- [Work instructions]:
Please retype all of the following entries exactly.

[Opening Data section]

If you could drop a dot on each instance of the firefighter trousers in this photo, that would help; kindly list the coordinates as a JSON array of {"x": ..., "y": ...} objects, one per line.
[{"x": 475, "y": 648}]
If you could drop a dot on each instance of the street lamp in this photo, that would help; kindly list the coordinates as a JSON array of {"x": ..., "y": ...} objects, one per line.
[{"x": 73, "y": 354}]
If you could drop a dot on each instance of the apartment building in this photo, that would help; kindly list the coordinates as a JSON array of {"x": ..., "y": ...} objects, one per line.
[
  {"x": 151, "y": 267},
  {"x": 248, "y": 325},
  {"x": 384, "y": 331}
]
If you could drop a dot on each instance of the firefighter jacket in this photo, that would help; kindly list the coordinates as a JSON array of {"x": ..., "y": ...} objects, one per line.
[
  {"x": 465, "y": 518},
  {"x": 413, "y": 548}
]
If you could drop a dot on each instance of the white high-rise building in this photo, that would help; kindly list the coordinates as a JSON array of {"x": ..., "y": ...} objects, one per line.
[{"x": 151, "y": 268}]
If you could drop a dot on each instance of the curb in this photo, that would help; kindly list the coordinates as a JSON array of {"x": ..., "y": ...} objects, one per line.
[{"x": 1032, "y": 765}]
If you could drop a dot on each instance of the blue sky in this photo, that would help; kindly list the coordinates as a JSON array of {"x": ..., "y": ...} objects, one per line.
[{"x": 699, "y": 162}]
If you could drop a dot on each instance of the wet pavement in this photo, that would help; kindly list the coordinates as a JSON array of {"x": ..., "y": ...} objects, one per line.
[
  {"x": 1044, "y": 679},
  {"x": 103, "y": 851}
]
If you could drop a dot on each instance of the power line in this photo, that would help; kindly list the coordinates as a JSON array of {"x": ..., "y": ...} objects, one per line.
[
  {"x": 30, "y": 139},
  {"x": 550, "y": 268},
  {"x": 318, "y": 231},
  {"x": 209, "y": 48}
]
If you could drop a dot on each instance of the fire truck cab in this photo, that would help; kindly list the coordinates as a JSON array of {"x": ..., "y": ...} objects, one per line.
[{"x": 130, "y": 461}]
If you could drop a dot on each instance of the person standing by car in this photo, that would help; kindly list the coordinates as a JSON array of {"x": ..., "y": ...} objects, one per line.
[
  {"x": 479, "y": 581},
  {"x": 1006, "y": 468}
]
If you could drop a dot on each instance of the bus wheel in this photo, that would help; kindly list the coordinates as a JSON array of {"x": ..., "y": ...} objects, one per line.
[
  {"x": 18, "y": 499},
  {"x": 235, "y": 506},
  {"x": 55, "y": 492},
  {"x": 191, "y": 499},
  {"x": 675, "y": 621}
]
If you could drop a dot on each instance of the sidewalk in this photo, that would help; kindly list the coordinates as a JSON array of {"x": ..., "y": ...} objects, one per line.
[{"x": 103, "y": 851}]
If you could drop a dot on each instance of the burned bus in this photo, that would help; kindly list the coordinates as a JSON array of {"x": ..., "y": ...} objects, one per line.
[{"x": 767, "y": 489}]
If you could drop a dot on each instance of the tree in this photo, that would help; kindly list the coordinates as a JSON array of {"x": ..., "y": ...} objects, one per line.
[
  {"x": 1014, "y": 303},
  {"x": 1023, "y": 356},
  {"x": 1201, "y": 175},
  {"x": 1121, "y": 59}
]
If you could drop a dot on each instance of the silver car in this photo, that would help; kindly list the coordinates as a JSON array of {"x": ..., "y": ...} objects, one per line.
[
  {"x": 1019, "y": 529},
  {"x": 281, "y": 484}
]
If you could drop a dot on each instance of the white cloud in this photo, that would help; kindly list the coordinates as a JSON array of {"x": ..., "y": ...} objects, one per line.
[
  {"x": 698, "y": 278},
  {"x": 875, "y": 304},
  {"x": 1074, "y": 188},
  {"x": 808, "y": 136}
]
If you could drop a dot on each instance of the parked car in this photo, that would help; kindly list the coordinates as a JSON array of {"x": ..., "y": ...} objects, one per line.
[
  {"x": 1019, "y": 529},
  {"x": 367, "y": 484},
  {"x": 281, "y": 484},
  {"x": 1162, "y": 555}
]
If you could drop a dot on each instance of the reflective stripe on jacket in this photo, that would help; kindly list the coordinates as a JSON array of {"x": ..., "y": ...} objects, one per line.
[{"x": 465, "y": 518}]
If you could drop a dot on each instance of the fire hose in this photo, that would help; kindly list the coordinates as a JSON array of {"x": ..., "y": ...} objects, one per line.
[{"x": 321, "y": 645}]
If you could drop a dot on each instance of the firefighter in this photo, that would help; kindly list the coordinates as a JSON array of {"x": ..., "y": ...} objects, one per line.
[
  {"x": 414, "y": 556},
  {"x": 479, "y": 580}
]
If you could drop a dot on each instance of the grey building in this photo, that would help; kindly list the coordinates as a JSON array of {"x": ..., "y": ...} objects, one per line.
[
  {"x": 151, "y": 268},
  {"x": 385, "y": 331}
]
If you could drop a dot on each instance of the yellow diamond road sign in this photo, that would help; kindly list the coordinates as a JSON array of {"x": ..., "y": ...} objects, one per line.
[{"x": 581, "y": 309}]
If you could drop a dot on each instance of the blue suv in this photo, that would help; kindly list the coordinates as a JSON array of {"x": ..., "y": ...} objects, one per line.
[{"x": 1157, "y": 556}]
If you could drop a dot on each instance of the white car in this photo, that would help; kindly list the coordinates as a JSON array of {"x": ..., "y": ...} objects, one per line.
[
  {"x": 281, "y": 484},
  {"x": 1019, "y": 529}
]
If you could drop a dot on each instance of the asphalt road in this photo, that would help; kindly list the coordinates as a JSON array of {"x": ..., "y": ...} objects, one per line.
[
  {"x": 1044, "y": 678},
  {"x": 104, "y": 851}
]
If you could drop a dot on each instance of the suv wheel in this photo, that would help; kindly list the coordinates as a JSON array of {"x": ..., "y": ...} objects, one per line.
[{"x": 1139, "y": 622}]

[Closing Data section]

- [Answer section]:
If you could drop a dot on each instance of the firefighter trousers in this photo, that would help; kindly list the coordinates as a JSON array of {"x": ..., "y": ...} objects, one per line.
[{"x": 475, "y": 648}]
If you could drop a dot on each instance of the street lamp in this photo, that would help; kindly list the coordinates as a JSON array of {"x": ..., "y": ...} objects, one per line.
[{"x": 73, "y": 354}]
If you could drop a dot on each instance of the apartment building in this photo, that would help; kindly list the coordinates as a JSON array of {"x": ..., "y": ...} objects, one per line.
[
  {"x": 151, "y": 267},
  {"x": 248, "y": 325},
  {"x": 384, "y": 331}
]
If you could drop a dot on each instance of the firefighter jacket in this photo, that would help; kindly list the coordinates as a JSON array of {"x": ..., "y": ...} objects, one per line.
[
  {"x": 465, "y": 518},
  {"x": 413, "y": 548}
]
If you could drop a dot on each instance of the white high-rise building in this photo, that would help; kindly list the coordinates as a JSON array of {"x": ..., "y": ...} objects, one per line.
[{"x": 151, "y": 268}]
If you could drop a dot on each instance of the curb in this photo, that would help; kindly list the coordinates as a JSON array of {"x": ..., "y": ...} objects, one per line.
[{"x": 1032, "y": 765}]
If you could drop a dot on each instance of the blue sky in this photo, that would help; kindly list the coordinates as a JSON array of {"x": ..., "y": ...} objects, one per line.
[{"x": 699, "y": 162}]
If you could drop a dot on each instance of the wet pavement in this photo, that would help; kindly list the coordinates as a JSON array of {"x": ..., "y": ...} objects, one per line.
[
  {"x": 1044, "y": 679},
  {"x": 103, "y": 851}
]
If you could drop a dot on each instance of the power line in this photo, that would help; kindly list the coordinates as a JSON array of {"x": ..., "y": ...} objects, one per line.
[
  {"x": 30, "y": 139},
  {"x": 550, "y": 268},
  {"x": 318, "y": 231},
  {"x": 209, "y": 48}
]
If you could drop a dot on each instance of the fire truck cab in this photo, that would help; kindly list the coordinates as a JSON array of {"x": ..., "y": ...} objects, one per line.
[{"x": 130, "y": 461}]
If you could drop a dot on each instance of the person standing by car in this photo, that would help; kindly list the coordinates as a JSON array of {"x": ..., "y": ...} objects, one per line.
[
  {"x": 479, "y": 581},
  {"x": 1006, "y": 468}
]
If you could drop a dot on each instance of the bus wheel in this photo, that would help; kindly list the coordinates as a JSON array of {"x": ..., "y": ...} objects, one per line.
[
  {"x": 18, "y": 499},
  {"x": 235, "y": 506},
  {"x": 55, "y": 492},
  {"x": 191, "y": 499},
  {"x": 675, "y": 621}
]
If you could drop a dot on each instance of the sidewalk in this photo, that would help; kindly list the coordinates as a JSON array of {"x": ..., "y": ...} objects, one per line.
[{"x": 103, "y": 851}]
If you could drop a dot on each instance of the burned bus in this photo, that would help; kindly list the coordinates as a JSON array of {"x": ..., "y": ...} objects, one per line.
[{"x": 767, "y": 489}]
If you could drop a dot on each instance of the tree in this photo, that would help; kindly list the coordinates as a JSON array of {"x": ..., "y": ...} objects, one per line.
[
  {"x": 1014, "y": 303},
  {"x": 1023, "y": 356},
  {"x": 1201, "y": 175},
  {"x": 1121, "y": 59}
]
If you could drop a dot on each instance of the silver car in this photo, that would help; kindly list the coordinates as a JSON array of {"x": ..., "y": ...} objects, one per line.
[
  {"x": 1019, "y": 529},
  {"x": 281, "y": 484}
]
If you could drop a dot on each instance of the white cloud in this photo, that would help; kindly list the coordinates as a JSON array of {"x": ..., "y": ...} objects, one per line.
[
  {"x": 698, "y": 278},
  {"x": 875, "y": 304},
  {"x": 1074, "y": 188},
  {"x": 808, "y": 136}
]
If you could drop a dot on each instance of the parked car in this photo, that would help; kindly list the coordinates as a JSON array of {"x": ..., "y": ...} objects, one per line.
[
  {"x": 1019, "y": 529},
  {"x": 367, "y": 484},
  {"x": 281, "y": 484},
  {"x": 1162, "y": 555}
]
If you could drop a dot on each instance of the reflective stripe on jacket in this photo, that would help; kindly list the coordinates as a JSON array of {"x": ..., "y": ...} objects, one per line.
[{"x": 465, "y": 518}]
If you could drop a dot on each instance of the fire hose in this photo, that would help; kindly list the coordinates as a JSON array of {"x": ..., "y": ...} objects, one per line.
[{"x": 321, "y": 645}]
If you could drop a dot on each instance of the firefighter in this photo, that would help; kindly list the coordinates as a JSON array of {"x": ..., "y": ...} objects, one per line.
[
  {"x": 414, "y": 556},
  {"x": 479, "y": 580}
]
If you could drop a dot on each instance of the grey building in this photo, that would help; kindly list the coordinates as a JSON array of {"x": ..., "y": ...} objects, one per line.
[
  {"x": 151, "y": 268},
  {"x": 385, "y": 331}
]
If you could drop a dot on each instance of the yellow diamond road sign in this photo, that would help; kindly list the coordinates as a JSON array of {"x": ..., "y": ...} objects, one per line.
[{"x": 581, "y": 309}]
If you could drop a dot on each instance of the blue suv in this photo, that would help; kindly list the coordinates as a JSON array of {"x": ..., "y": ...} objects, one per line.
[{"x": 1157, "y": 556}]
If you could drop a dot on each instance of the white car in this photo, that would help; kindly list the coordinates as a JSON array of {"x": ..., "y": ...} objects, one per line.
[
  {"x": 281, "y": 484},
  {"x": 1019, "y": 529}
]
If you could drop a dot on each instance of the asphalt road in this photo, that would help; kindly list the coordinates as a JSON array of {"x": ..., "y": ...} objects, one per line.
[
  {"x": 1044, "y": 678},
  {"x": 104, "y": 851}
]
If you could drop a dot on each instance of the suv wheel in this photo, that would help; kindly list the coordinates as a JSON array of {"x": ..., "y": ...} objects, one per line.
[{"x": 1139, "y": 622}]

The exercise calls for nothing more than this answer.